### Action item
Hand back all records exactly, pictures omitted.
· · · · ·
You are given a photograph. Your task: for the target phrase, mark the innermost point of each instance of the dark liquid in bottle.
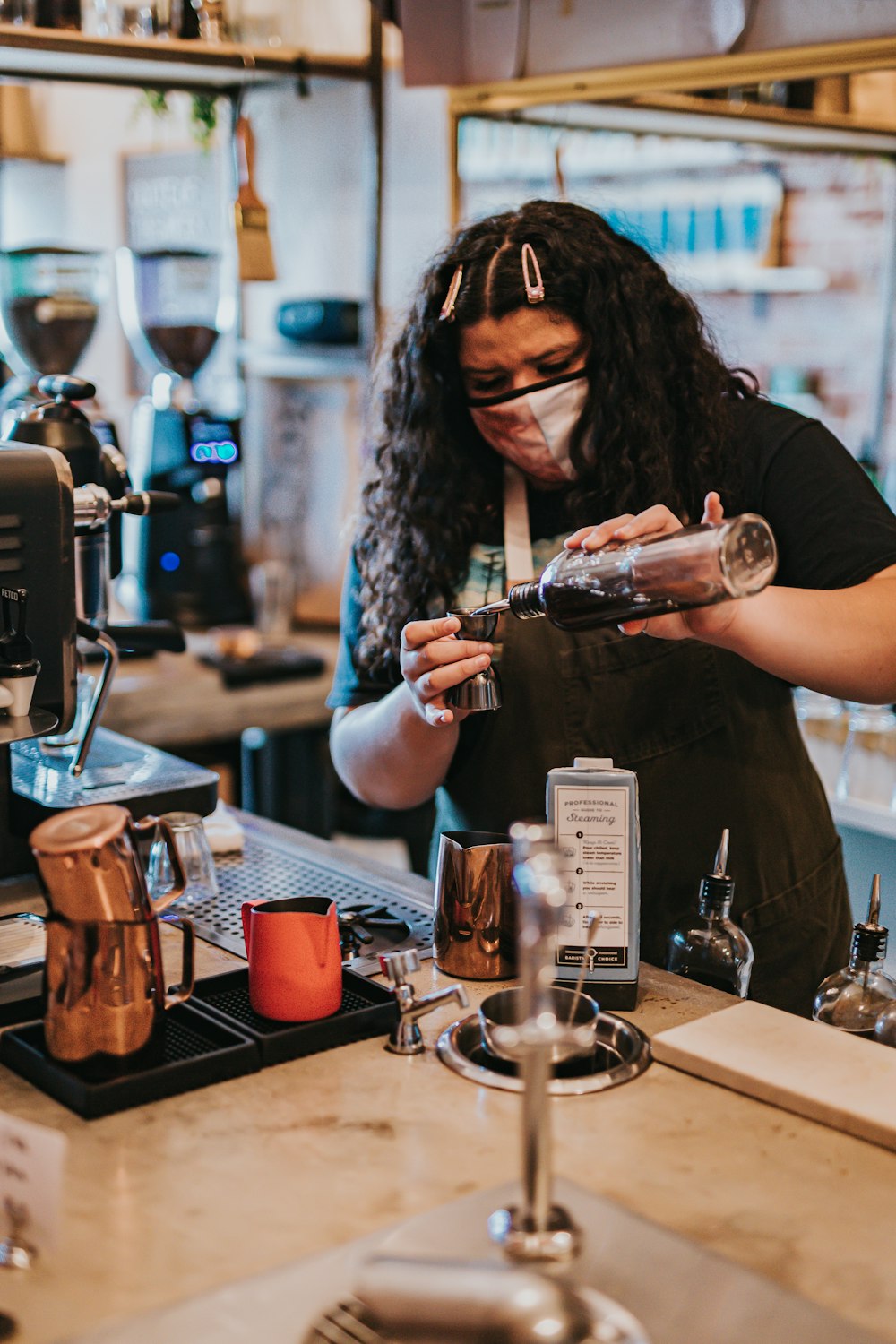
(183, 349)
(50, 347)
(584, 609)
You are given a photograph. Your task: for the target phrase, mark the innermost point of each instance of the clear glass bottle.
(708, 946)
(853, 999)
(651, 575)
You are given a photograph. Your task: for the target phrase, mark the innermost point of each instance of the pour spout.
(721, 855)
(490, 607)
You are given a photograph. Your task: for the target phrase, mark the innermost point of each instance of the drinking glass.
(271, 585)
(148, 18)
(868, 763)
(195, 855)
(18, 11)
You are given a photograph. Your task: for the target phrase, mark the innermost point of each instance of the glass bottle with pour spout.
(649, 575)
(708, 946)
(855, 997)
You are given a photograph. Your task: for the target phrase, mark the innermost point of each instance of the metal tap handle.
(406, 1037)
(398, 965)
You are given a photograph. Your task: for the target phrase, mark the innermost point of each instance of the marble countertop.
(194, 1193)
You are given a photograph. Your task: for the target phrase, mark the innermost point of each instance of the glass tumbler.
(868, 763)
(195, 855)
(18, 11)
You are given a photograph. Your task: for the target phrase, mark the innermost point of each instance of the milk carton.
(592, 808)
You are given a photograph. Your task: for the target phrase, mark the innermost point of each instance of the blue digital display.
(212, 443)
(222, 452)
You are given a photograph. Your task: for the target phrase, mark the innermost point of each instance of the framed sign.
· · · · ·
### Written response
You are given a photograph. Your task: for the target phrase, mark the innermost point of each instance of the dark liquid in bottle.
(183, 349)
(50, 347)
(584, 609)
You are given a photograph. Your task: for the target phrase, mark the innermost point of each instance of the clear glass bottle.
(708, 946)
(853, 999)
(651, 575)
You are given a photograph. Your task: for the target phrase, mark the innermost point of each instance of the pour spout.
(721, 855)
(490, 607)
You are given a photograph. Your task: for the target phrase, mark the innermost point of each instance of the drinking glass.
(271, 585)
(148, 18)
(868, 763)
(195, 855)
(18, 11)
You are given a photograph. Your task: for the target phrase, mark the innermost point of each instance of the glass bottle with pour spout.
(649, 575)
(708, 946)
(855, 997)
You are given a photograph. Your task: for the target phrase, mark the innermost point of each instance of the metal tap handle.
(406, 1037)
(398, 965)
You are given a photograph. Your task: for the target phrase, mark the innermost point of each instance of the marble countertop.
(194, 1193)
You are given a photograph. Your task: for the target phrase, mark the innermost point of each instance of the glass tumbler.
(868, 763)
(195, 855)
(18, 11)
You are given a photograph. Your task: for the target phrase, mark the innermost point of each instance of the milk carton.
(592, 808)
You are given a photograph. Your task: for the target phrase, mark the innermost point of each instance of the blue digital display.
(212, 443)
(222, 452)
You are given a photograph. Your task: for the target phrase, mark the innermost point of each instance of the framed sign.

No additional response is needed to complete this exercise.